#### [SUPPLIED MATERIAL]
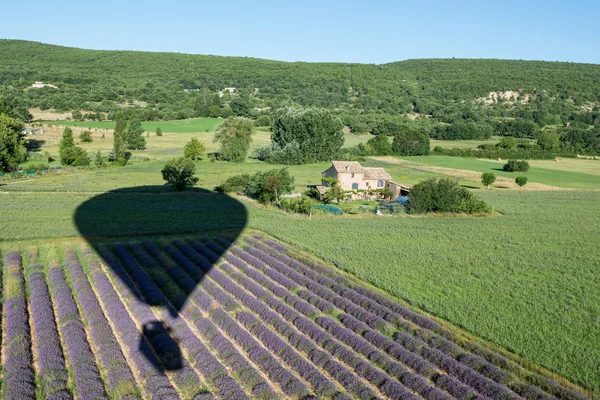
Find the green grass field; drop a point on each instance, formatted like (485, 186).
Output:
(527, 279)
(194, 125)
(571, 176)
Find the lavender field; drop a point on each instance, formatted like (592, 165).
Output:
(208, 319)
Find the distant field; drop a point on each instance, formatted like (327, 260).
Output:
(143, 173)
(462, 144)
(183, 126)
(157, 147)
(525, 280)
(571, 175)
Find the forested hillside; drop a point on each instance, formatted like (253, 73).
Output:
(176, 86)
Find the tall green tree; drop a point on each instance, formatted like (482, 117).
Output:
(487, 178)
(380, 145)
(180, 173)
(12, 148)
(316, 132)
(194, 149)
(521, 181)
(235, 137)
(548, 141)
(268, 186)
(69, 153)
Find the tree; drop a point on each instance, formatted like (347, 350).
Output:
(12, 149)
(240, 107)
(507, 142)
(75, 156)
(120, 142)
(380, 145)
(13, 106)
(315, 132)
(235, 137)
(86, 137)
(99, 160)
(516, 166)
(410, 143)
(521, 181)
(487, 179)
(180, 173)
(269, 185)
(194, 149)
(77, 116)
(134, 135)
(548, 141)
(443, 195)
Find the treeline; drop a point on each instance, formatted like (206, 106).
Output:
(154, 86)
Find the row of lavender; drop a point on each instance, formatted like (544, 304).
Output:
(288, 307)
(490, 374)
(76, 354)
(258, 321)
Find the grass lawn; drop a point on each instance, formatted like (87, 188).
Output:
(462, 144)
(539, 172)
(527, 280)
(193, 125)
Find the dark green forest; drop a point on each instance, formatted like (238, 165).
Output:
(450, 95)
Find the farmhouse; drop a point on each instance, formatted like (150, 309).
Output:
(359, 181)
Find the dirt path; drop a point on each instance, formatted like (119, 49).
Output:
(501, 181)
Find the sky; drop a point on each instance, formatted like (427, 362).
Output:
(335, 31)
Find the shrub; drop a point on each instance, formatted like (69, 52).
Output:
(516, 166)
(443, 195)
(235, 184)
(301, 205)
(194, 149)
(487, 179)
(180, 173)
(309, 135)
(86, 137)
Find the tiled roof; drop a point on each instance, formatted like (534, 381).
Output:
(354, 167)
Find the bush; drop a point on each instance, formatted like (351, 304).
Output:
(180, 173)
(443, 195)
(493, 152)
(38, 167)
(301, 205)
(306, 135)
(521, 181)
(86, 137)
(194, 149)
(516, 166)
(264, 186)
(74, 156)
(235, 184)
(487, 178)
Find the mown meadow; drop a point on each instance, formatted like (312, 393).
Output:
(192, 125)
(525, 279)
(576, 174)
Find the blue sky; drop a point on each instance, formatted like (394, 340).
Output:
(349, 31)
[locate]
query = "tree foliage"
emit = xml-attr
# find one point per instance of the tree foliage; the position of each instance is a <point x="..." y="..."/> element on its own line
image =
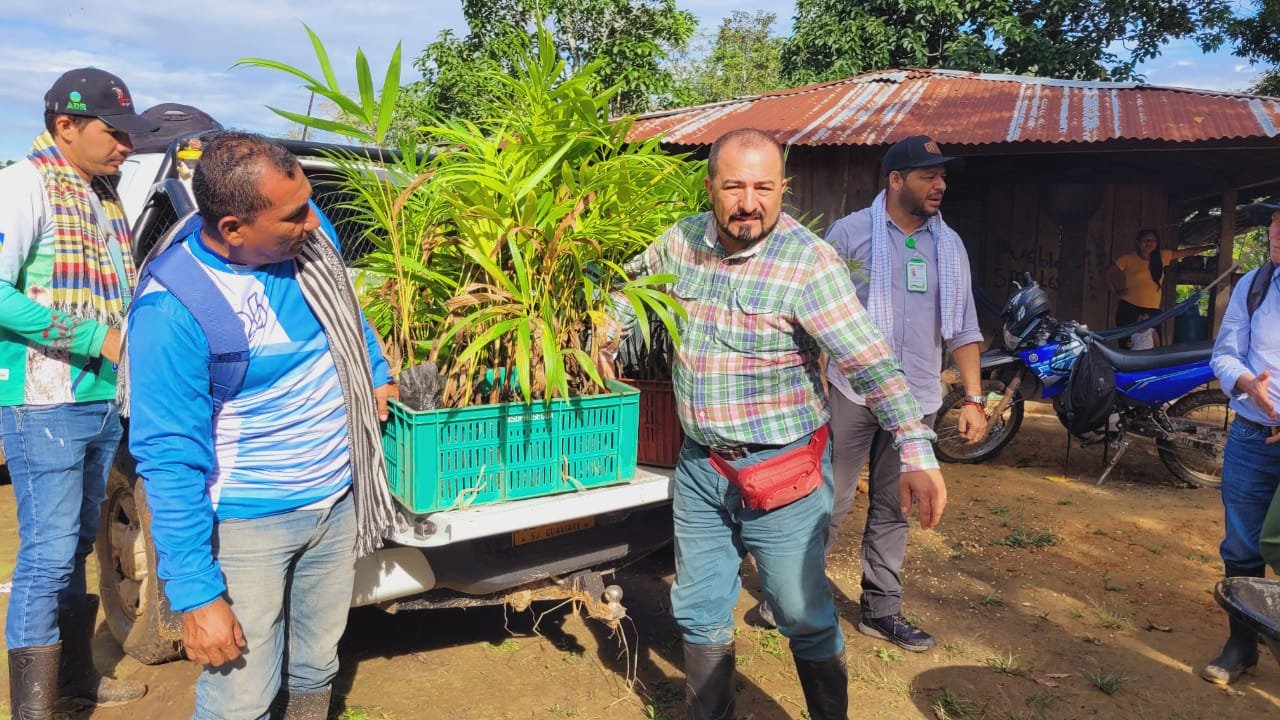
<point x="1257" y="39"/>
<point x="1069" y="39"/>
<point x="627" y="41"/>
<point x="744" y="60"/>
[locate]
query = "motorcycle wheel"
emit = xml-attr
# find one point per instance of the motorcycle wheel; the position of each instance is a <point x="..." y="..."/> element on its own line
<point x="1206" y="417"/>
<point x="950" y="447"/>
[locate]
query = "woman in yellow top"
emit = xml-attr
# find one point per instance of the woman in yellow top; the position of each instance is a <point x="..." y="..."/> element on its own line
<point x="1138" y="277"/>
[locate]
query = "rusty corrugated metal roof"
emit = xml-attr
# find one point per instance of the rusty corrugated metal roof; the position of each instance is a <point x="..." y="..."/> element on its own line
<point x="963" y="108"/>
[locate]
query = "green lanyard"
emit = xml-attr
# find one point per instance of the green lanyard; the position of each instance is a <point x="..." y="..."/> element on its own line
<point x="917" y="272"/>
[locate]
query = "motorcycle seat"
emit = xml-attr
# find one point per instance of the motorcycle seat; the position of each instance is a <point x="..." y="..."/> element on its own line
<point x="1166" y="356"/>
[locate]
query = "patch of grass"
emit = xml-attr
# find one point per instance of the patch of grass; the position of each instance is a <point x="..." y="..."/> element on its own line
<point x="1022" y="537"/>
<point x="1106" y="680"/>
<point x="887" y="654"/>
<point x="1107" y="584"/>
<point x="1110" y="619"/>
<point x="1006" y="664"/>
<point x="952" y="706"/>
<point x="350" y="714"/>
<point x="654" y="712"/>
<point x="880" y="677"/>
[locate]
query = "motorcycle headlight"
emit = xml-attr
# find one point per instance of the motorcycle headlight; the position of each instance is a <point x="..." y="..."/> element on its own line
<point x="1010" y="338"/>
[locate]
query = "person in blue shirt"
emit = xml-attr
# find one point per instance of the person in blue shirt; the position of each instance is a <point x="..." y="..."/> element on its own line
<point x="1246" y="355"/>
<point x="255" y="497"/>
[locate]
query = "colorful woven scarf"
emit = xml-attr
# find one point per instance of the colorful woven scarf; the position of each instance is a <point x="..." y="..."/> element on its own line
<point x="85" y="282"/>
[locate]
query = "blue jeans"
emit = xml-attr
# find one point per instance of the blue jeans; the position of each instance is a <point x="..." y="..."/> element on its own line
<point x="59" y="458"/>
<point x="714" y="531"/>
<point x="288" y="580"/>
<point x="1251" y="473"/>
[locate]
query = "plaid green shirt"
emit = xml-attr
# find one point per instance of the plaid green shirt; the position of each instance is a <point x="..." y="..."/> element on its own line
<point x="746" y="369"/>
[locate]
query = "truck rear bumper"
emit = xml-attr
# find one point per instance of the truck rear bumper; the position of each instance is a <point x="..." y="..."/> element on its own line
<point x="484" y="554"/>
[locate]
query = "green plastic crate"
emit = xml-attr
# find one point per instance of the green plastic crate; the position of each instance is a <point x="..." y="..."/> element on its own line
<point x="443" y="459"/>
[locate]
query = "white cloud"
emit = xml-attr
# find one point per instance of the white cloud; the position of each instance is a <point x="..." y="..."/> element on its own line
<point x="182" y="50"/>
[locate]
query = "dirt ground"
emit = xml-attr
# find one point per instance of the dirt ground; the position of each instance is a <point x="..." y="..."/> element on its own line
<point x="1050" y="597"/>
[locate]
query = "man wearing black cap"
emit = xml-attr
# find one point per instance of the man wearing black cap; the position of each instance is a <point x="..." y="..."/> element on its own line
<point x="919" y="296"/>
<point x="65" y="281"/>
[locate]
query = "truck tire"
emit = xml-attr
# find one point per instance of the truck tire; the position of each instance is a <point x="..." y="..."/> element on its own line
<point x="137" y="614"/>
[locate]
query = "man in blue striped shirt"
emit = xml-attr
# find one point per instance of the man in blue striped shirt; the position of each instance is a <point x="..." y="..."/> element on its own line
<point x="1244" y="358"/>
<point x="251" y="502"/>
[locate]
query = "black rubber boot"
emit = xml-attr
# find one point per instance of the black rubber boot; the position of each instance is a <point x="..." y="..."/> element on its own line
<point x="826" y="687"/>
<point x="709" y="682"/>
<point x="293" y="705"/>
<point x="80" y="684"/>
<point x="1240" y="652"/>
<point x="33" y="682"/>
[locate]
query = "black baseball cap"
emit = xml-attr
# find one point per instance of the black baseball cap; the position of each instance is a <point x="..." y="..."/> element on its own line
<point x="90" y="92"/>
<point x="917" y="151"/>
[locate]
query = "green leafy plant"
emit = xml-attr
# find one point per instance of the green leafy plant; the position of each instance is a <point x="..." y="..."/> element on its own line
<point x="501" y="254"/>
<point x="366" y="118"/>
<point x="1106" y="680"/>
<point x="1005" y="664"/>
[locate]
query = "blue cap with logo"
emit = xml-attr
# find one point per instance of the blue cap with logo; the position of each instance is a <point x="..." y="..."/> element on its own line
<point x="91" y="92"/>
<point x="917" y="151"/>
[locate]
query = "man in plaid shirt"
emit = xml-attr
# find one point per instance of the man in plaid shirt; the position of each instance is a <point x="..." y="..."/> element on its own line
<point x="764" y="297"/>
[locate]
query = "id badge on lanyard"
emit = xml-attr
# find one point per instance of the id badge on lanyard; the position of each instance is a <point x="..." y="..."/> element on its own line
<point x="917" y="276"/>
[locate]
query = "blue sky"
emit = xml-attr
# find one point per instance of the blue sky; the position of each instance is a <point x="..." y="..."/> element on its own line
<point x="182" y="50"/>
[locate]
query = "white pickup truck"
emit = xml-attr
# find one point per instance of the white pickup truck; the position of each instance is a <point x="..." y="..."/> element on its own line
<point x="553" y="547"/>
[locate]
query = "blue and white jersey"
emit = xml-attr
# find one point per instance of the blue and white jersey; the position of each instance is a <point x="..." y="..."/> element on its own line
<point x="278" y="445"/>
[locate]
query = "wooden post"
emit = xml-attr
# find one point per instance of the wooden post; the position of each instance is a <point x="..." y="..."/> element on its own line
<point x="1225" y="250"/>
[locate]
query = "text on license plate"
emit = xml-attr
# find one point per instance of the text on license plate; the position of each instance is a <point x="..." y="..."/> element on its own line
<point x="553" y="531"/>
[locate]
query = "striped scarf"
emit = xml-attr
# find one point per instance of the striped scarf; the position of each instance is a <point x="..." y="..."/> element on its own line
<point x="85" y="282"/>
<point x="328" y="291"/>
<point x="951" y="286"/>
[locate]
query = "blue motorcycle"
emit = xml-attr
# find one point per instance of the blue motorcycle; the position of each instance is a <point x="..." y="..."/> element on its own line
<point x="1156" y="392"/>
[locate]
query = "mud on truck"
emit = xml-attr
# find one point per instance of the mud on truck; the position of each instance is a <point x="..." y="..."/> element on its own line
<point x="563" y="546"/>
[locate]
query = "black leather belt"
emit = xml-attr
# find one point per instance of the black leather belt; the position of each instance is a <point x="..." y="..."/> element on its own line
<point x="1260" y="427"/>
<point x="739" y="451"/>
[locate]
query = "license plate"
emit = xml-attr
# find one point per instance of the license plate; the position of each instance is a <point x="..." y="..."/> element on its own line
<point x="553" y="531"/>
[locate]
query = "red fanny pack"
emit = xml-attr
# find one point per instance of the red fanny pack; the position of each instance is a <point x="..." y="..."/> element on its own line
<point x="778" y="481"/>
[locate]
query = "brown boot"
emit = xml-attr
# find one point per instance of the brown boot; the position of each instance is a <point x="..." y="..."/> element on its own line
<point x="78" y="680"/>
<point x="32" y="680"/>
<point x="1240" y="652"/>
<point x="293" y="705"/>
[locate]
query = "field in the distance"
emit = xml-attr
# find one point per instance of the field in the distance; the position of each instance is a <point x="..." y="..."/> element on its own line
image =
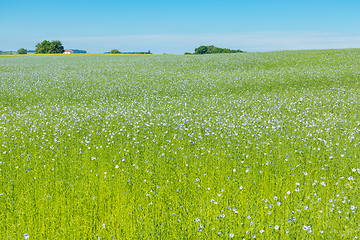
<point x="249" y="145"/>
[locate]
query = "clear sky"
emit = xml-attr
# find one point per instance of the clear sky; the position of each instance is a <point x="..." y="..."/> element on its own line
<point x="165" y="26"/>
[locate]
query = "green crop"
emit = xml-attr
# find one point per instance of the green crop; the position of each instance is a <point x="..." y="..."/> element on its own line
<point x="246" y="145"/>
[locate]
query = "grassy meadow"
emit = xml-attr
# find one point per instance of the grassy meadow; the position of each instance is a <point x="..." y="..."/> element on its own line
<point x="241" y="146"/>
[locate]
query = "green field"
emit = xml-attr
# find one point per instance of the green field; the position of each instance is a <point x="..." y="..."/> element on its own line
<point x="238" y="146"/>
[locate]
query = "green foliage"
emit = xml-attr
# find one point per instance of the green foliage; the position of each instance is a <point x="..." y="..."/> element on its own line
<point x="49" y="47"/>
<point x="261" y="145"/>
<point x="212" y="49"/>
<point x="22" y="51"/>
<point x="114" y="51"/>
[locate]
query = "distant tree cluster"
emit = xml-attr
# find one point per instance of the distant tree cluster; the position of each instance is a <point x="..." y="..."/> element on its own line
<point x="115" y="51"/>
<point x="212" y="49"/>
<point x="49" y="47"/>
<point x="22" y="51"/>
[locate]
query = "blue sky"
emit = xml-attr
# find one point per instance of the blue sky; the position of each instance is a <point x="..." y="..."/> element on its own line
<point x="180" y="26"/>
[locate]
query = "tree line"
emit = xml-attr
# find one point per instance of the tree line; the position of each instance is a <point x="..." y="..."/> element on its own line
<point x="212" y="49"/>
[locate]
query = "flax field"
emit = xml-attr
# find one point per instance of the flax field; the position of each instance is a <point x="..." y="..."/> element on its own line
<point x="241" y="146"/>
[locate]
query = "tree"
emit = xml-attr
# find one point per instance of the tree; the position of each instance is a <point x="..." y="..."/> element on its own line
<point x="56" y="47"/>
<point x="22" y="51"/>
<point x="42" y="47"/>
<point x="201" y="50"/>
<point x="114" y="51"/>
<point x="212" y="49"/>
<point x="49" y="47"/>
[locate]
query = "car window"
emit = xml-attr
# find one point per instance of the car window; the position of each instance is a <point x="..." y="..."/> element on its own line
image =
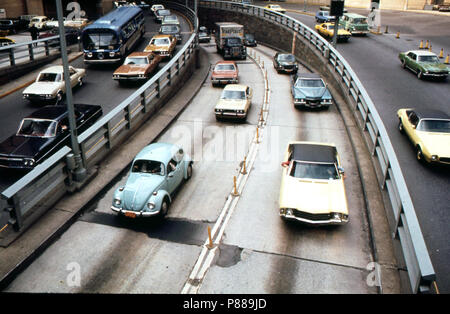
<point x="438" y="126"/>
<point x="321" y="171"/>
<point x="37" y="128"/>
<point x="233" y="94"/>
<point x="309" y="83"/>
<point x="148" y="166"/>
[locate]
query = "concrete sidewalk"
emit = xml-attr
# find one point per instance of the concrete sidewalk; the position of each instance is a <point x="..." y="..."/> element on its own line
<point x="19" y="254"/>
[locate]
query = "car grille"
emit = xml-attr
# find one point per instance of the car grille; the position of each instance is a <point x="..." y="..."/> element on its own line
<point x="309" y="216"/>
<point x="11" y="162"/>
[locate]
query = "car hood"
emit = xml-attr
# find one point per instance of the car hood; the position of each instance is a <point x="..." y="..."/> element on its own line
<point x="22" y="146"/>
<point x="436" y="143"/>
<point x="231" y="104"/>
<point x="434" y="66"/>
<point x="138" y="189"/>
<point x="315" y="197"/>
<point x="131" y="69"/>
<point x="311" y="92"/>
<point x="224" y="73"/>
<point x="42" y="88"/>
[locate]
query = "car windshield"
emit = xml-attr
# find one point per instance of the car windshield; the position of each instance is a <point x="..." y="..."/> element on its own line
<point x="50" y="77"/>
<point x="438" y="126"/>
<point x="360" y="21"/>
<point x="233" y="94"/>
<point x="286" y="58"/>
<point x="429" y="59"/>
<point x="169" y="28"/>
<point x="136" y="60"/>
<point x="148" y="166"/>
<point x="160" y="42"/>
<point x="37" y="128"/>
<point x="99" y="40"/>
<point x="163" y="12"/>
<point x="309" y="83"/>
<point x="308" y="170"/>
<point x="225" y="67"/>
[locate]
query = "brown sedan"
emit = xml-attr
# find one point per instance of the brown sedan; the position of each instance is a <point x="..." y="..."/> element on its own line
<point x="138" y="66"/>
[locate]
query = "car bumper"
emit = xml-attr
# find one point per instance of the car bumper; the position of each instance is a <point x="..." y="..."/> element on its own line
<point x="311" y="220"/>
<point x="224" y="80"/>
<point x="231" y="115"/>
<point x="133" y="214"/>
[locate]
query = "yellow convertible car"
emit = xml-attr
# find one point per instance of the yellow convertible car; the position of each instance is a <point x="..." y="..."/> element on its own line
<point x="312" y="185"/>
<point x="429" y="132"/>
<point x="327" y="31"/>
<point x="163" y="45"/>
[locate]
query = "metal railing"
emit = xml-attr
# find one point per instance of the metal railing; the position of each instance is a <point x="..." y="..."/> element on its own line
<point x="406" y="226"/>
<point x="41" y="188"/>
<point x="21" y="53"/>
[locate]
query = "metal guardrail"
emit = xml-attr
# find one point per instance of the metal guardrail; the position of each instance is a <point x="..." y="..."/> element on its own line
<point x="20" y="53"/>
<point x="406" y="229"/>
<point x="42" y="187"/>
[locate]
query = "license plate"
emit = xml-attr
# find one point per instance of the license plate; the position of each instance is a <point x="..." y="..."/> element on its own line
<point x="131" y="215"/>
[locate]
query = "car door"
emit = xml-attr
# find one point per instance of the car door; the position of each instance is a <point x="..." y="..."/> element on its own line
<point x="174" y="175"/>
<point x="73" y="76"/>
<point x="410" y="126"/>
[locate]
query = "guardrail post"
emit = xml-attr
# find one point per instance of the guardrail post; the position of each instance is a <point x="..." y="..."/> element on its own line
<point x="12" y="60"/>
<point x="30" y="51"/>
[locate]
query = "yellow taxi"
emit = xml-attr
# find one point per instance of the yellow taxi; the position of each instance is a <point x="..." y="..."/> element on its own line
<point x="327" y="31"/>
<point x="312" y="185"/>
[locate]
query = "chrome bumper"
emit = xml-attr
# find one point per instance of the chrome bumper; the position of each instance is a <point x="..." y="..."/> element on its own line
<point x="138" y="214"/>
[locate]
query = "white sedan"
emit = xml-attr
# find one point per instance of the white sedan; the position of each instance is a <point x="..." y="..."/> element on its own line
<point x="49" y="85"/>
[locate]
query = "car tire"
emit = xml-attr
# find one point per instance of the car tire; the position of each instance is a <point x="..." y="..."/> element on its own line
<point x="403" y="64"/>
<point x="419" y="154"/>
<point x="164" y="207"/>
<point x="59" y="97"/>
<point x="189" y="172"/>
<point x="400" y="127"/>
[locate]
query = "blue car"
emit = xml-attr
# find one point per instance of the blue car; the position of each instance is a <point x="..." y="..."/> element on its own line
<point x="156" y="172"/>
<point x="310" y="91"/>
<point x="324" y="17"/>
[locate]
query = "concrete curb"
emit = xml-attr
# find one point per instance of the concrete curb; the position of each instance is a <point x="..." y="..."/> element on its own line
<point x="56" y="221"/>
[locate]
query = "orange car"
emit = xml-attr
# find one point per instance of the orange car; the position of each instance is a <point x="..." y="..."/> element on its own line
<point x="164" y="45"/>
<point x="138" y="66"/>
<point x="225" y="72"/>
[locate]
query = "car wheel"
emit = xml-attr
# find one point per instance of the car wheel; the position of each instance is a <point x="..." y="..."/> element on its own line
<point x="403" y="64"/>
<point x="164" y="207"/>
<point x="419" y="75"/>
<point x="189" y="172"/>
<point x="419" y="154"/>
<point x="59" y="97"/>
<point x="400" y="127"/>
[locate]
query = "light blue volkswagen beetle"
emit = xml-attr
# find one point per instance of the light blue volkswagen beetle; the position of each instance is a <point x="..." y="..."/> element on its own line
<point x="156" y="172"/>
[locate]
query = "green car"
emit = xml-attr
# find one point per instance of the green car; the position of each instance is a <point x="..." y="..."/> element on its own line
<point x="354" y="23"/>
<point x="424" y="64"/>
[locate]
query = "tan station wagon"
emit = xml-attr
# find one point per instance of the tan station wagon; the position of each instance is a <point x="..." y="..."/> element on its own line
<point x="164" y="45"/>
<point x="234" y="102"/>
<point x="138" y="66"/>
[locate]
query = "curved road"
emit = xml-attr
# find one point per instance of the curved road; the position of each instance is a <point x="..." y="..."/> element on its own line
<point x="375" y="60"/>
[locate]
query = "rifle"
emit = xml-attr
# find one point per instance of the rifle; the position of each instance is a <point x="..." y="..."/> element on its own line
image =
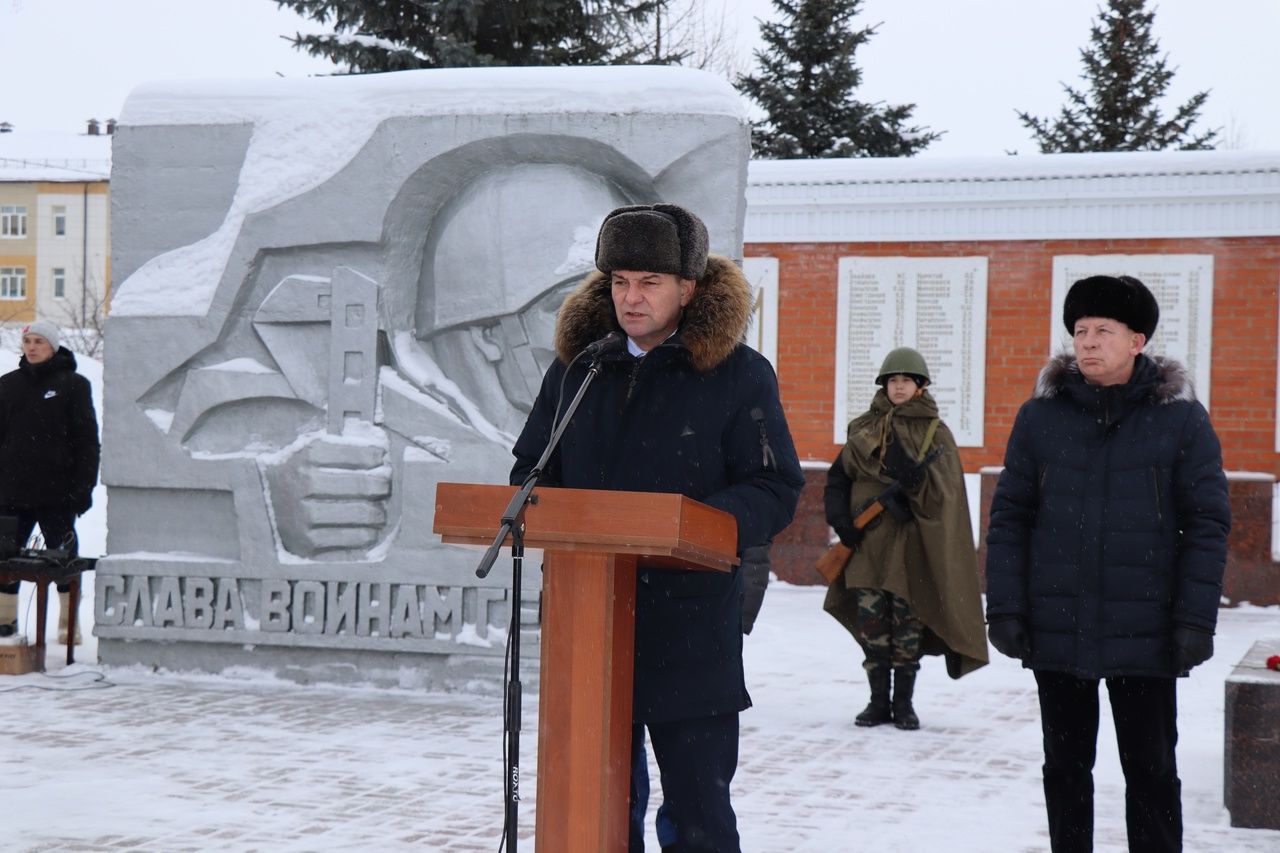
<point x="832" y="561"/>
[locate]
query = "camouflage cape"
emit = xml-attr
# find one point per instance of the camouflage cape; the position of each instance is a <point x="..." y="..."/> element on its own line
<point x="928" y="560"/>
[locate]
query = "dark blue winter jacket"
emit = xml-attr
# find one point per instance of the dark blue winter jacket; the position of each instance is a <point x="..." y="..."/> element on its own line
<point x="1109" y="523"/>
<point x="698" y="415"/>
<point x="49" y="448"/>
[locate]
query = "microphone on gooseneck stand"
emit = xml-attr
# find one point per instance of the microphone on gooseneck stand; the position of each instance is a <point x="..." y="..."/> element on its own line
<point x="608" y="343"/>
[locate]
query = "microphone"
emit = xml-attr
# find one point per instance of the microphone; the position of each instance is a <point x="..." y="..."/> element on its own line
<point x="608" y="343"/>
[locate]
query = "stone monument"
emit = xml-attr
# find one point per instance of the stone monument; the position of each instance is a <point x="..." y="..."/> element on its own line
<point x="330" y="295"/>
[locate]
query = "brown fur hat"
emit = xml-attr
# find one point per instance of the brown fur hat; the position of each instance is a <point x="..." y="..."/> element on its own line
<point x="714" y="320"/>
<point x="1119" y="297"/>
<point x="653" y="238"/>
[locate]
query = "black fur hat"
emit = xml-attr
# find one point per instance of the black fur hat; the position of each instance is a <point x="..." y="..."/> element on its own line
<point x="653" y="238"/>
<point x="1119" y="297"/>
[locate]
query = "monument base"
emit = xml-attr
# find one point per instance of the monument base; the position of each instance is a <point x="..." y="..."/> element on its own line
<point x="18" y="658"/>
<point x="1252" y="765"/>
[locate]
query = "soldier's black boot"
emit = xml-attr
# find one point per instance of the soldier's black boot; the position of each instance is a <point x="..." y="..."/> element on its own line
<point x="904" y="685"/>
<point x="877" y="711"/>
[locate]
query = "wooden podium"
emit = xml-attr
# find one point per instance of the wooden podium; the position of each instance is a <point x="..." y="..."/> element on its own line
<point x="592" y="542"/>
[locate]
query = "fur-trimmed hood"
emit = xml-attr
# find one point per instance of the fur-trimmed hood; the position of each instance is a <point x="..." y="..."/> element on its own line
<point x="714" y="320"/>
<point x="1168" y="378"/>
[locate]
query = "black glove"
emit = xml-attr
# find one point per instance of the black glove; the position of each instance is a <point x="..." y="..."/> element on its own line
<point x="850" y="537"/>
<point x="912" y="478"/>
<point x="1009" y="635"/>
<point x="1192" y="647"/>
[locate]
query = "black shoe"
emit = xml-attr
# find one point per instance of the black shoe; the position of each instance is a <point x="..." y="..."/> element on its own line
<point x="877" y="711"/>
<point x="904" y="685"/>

#### [EXERCISE OBJECTIVE]
Output the lines above exactly, but only those between the line holding "Find the sky;" and the line holding "Find the blue", inclusive.

#### [SOLVED PROBLEM]
Find the sky; drop a point on each instance, formatted like (427, 362).
Output:
(335, 31)
Find the shrub; drop a point on each instance, formatted like (69, 52).
Output:
(516, 166)
(443, 195)
(235, 184)
(301, 205)
(194, 149)
(487, 179)
(180, 173)
(309, 135)
(86, 137)
Find the tiled roof; drop a point on each instance, formatted like (534, 381).
Output:
(354, 167)
Find the bush; drop a point on each instance, formatted like (351, 304).
Output:
(180, 173)
(443, 195)
(493, 152)
(38, 167)
(301, 205)
(306, 135)
(521, 181)
(86, 137)
(194, 149)
(516, 166)
(264, 186)
(74, 156)
(235, 184)
(487, 178)
Find the mown meadow; drop a point on each instance, formatted like (312, 393).
Output:
(192, 125)
(525, 279)
(576, 174)
Find the blue sky; drop a point on each instance, formatted like (394, 340).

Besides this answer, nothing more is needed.